### [Material for this exercise]
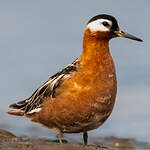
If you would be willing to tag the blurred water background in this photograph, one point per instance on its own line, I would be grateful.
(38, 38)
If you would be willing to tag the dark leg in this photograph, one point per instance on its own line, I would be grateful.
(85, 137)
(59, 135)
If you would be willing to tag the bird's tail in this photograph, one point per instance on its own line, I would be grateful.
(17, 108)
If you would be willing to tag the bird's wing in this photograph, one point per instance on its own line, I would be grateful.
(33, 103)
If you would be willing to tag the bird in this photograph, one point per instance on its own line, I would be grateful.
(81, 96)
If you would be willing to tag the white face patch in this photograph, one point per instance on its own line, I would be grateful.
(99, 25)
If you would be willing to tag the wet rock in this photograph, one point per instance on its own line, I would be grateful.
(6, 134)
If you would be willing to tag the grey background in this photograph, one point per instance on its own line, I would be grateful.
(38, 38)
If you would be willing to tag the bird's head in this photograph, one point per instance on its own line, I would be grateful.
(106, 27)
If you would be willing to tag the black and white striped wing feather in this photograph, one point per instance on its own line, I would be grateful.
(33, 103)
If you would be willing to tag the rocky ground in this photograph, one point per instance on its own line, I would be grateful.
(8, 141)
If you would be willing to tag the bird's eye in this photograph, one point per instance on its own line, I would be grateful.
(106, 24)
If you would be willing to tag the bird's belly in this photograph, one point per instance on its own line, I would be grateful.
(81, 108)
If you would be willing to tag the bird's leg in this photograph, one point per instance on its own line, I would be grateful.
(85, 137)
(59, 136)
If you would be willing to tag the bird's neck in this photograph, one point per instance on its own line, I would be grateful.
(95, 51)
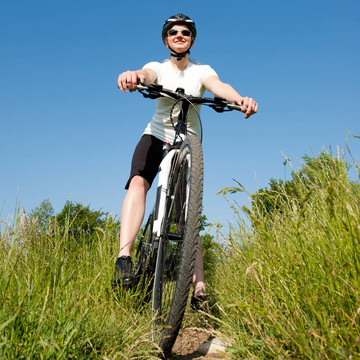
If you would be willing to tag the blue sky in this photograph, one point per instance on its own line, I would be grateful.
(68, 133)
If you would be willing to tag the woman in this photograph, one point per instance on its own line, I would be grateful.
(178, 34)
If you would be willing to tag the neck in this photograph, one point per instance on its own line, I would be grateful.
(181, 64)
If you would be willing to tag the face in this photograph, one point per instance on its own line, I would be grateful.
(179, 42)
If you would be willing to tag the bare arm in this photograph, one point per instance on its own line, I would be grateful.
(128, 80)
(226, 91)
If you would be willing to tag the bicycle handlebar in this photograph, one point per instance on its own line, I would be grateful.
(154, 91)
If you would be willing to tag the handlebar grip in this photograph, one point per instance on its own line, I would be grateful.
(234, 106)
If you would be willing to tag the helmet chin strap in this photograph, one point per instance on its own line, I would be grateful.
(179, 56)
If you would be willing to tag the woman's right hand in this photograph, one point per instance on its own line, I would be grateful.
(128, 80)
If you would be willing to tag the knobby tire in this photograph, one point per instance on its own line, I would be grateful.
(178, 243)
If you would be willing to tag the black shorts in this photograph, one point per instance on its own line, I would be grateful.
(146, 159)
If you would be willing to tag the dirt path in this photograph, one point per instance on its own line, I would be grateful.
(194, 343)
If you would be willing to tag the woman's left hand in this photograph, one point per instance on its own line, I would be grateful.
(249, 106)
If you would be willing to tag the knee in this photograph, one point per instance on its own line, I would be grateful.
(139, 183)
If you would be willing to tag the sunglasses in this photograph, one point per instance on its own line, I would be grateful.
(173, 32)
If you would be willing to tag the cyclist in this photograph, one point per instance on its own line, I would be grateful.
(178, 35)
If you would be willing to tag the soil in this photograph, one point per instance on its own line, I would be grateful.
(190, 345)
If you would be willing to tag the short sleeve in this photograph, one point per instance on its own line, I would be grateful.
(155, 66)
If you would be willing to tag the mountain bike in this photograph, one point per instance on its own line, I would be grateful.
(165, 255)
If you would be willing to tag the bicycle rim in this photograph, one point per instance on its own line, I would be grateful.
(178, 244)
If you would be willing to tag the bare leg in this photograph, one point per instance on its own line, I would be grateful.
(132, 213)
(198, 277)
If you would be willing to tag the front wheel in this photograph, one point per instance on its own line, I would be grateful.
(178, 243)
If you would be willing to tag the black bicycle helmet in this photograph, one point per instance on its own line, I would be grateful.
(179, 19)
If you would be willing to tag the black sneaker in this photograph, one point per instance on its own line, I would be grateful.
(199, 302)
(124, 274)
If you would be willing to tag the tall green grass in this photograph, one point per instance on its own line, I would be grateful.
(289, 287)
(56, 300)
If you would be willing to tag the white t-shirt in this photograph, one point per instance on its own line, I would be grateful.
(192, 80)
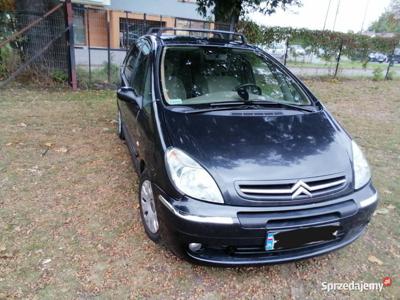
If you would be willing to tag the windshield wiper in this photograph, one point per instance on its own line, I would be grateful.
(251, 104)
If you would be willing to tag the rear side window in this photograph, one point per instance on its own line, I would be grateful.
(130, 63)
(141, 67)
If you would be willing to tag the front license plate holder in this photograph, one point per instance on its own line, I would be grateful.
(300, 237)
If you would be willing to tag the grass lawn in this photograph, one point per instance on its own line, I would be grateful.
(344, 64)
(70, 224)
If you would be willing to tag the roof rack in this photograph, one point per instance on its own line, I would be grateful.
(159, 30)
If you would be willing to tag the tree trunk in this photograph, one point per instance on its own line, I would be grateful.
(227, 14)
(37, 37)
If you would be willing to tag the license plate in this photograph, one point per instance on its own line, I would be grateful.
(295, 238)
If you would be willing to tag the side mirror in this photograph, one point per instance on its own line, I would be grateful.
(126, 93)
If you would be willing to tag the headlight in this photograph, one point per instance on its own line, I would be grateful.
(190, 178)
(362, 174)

### [About this task]
No line before the one containing "If you would be willing to tag the tree" belongs in the answer; give again exactly that line and all lines after it through the end of the data.

### [Finished exercise]
If you would be willing to tag the tree trunk in this photograph, one point per instance on its own line, I would be grateful.
(227, 14)
(37, 37)
If you would be willing to tag the license plate in this photograph, one point per instance on its own line, I would be grateful.
(295, 238)
If you would be willing to tag the side mirror in this photograph, one point per instance on its own line, I would be grateful.
(126, 93)
If you would be willing to tag the headlight in this photograph, one point per instance on its own line, I would be grateful.
(190, 178)
(362, 174)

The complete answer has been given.